**TASK DIRECTIONS:** Exactly and only the lines from the one with "The resolver MUST return, for each instance of the black leather" through the end of the listing are to be transcribed, both ends included.

**DATA PROVIDED:**

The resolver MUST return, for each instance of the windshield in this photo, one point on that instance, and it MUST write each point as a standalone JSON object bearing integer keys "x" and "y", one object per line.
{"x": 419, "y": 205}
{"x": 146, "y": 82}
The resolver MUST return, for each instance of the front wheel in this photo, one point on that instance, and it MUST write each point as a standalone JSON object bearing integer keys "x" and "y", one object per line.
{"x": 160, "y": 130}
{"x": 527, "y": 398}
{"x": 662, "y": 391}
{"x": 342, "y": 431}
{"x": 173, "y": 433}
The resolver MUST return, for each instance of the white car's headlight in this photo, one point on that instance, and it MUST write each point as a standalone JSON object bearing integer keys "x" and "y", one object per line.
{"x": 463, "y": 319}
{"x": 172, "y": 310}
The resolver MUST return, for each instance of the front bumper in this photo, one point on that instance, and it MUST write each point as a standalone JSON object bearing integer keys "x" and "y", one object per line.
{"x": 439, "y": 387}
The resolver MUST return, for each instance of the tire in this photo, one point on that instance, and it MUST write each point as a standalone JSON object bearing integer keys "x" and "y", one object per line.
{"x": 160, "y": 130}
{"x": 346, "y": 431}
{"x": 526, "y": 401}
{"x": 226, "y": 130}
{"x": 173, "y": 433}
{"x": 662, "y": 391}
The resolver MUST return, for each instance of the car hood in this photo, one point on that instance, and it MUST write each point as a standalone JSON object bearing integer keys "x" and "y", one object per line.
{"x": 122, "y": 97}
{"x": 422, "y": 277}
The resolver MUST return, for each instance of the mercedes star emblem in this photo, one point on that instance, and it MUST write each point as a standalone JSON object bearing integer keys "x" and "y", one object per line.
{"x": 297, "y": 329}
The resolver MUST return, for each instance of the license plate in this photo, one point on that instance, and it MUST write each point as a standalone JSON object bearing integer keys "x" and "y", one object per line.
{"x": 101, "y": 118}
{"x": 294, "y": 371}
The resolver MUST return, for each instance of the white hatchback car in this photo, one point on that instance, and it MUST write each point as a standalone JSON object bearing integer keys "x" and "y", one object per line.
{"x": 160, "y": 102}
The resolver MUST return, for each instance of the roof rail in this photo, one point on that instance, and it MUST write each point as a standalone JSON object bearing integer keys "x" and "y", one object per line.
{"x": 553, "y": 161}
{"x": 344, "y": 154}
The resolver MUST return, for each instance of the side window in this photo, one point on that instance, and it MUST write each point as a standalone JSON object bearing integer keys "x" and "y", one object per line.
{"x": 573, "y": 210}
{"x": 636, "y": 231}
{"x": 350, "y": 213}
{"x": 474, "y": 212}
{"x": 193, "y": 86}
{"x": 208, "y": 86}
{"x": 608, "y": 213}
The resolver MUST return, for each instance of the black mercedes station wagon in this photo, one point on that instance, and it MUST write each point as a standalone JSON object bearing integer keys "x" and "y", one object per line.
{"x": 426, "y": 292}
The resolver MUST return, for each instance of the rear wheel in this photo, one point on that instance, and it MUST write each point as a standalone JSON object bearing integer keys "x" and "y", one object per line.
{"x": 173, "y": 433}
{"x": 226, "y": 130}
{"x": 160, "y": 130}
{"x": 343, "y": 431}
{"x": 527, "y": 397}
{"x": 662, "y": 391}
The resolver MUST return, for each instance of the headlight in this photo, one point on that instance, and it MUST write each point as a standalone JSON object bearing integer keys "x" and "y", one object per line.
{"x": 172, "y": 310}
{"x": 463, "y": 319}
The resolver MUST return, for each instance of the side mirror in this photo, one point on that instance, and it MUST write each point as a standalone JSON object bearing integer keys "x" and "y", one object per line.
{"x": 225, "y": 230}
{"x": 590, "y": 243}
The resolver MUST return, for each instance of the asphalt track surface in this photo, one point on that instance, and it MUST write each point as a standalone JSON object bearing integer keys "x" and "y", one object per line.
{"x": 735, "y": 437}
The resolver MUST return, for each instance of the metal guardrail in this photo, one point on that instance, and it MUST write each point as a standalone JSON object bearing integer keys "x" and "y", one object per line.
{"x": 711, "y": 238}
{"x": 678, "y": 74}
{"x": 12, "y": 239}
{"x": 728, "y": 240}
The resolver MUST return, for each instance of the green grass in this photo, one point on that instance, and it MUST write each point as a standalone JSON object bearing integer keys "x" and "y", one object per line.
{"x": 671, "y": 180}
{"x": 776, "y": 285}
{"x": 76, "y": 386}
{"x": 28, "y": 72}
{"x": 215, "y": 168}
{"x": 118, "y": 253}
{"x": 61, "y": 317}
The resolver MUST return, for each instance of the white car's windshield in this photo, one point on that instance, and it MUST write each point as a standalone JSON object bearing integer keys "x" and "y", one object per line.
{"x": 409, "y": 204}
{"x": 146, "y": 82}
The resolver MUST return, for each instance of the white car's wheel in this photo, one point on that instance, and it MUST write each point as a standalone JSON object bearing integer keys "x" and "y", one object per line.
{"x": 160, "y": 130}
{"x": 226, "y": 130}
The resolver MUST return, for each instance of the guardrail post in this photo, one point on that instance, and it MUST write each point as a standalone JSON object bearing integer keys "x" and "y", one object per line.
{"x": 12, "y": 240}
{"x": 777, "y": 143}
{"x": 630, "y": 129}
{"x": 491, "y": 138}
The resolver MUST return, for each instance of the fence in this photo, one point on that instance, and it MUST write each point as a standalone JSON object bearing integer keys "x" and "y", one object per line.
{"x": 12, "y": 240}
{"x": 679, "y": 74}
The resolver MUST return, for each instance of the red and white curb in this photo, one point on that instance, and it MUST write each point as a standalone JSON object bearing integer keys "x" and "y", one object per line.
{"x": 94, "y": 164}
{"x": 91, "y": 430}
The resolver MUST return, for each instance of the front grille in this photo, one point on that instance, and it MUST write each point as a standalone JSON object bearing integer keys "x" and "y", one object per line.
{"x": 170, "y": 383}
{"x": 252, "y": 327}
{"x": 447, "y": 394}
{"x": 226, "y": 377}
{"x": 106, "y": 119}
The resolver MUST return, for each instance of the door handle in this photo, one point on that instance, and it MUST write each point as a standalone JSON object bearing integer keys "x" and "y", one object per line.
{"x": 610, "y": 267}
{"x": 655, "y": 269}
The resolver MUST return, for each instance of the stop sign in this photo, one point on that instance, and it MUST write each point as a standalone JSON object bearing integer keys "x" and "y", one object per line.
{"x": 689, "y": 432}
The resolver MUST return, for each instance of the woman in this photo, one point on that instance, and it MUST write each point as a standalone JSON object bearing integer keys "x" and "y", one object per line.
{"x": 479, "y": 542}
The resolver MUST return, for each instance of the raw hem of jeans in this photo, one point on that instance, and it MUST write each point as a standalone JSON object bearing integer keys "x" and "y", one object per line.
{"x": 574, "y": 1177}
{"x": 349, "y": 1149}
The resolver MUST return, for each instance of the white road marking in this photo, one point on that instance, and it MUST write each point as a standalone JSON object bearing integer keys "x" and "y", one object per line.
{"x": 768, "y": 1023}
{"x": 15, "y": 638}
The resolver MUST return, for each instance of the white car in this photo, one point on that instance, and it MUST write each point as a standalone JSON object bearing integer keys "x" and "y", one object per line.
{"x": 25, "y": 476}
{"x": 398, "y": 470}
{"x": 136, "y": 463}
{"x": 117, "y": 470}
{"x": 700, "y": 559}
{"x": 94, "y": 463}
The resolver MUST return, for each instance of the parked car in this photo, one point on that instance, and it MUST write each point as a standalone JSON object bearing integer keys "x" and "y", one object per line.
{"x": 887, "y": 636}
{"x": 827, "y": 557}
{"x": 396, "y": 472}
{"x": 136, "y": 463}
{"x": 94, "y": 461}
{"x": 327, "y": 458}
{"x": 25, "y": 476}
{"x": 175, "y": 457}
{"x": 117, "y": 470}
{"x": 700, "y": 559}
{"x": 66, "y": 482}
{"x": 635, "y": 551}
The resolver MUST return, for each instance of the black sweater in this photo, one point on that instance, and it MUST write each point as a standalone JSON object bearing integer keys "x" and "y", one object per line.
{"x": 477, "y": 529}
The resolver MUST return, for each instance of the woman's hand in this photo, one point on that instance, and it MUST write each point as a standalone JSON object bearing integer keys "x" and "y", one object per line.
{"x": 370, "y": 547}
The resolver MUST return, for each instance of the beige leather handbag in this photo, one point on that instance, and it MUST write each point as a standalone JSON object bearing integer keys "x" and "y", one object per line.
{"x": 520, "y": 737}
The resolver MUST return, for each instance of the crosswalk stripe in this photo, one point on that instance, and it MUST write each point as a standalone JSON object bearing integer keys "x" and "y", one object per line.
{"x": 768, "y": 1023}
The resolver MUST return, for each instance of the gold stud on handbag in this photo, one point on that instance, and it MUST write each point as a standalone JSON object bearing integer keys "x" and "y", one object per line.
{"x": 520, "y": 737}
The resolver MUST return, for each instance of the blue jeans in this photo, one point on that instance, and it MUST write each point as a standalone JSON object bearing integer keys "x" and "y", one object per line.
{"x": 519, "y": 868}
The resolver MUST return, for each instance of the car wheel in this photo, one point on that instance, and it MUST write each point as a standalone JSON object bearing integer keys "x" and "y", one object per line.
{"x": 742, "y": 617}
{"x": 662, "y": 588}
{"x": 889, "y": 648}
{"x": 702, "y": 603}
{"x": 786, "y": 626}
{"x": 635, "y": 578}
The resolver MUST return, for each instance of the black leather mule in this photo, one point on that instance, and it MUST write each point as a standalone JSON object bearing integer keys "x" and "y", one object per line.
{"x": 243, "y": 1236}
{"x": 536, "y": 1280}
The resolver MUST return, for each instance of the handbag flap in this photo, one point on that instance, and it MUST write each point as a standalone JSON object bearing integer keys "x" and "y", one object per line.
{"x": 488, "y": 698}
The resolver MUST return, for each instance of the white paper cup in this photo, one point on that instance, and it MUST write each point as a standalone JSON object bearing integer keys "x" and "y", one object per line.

**RESPONSE:**
The resolver MUST return, for each instance of the black leather mule in this photo, one point on that instance, and it MUST write each point as a standalone JSON object bearing integer keys "x" and "y", one object per line.
{"x": 243, "y": 1236}
{"x": 536, "y": 1280}
The resolver MUST return, for each instance of the handbag flap in this photo, one point on that instance, and it MUST write each point as a standalone JSON object bearing integer keys "x" and "y", one object per line.
{"x": 488, "y": 698}
The resolver MUST return, for each instance of the white paper cup in this photo, one point on that instance, and it MUST write each point as a standalone JSON object bearing integer keys "x" and "y", one object per line.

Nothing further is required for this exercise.